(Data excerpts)
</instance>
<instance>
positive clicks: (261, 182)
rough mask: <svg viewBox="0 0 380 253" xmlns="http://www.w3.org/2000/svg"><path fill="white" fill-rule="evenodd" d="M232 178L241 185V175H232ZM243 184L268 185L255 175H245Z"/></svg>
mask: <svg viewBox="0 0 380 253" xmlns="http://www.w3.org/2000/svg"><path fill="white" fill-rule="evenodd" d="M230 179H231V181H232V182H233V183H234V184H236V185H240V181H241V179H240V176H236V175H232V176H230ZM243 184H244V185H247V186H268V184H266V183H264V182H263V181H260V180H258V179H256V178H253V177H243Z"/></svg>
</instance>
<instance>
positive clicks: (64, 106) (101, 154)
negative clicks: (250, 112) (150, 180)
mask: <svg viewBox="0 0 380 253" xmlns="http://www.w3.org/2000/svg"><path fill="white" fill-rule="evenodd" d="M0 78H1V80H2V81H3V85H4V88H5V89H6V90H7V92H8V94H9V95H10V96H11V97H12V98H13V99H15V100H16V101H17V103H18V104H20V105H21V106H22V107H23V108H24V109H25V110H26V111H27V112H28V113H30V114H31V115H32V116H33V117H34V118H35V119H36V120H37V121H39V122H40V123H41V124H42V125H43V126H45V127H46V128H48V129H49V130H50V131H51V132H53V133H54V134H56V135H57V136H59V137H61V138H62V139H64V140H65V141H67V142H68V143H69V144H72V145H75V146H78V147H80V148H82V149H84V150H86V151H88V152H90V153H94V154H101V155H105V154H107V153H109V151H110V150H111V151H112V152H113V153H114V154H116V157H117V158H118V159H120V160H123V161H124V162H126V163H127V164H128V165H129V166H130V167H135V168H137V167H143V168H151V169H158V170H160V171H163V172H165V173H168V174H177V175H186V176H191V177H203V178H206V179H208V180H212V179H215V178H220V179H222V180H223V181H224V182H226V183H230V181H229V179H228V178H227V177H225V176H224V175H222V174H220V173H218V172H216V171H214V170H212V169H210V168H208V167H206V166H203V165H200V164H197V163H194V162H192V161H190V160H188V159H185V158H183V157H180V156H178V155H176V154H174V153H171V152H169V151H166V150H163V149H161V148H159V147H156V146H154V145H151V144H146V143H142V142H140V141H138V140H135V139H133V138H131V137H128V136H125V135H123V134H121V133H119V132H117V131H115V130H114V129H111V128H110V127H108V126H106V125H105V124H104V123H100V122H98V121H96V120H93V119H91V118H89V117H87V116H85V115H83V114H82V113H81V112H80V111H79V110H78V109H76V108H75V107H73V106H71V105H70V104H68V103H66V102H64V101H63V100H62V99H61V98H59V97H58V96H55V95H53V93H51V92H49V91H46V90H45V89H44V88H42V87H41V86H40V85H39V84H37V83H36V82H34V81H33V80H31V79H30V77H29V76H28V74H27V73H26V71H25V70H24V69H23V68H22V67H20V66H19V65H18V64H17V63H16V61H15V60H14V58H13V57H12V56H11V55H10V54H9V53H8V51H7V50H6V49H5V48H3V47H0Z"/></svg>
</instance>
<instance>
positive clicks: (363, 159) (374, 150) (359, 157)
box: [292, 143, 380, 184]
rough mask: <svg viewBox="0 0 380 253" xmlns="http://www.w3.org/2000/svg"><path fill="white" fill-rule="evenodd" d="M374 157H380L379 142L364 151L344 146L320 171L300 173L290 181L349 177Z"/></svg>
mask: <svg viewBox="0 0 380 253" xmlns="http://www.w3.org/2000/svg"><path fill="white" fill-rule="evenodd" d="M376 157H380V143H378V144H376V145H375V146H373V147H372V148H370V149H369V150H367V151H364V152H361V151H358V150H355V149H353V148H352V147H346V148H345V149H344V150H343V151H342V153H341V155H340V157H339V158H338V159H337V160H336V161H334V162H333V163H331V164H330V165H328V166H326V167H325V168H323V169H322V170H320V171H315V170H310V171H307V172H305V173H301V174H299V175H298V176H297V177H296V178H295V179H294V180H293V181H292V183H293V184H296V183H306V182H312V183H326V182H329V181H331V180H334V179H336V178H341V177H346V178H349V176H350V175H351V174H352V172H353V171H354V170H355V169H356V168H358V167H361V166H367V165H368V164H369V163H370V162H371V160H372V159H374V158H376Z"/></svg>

> **Your assignment**
Bring together each line above where the string "positive" turns up.

> **Result of this task**
positive clicks: (261, 182)
positive clicks: (64, 106) (101, 154)
positive clicks: (363, 159) (374, 150) (359, 157)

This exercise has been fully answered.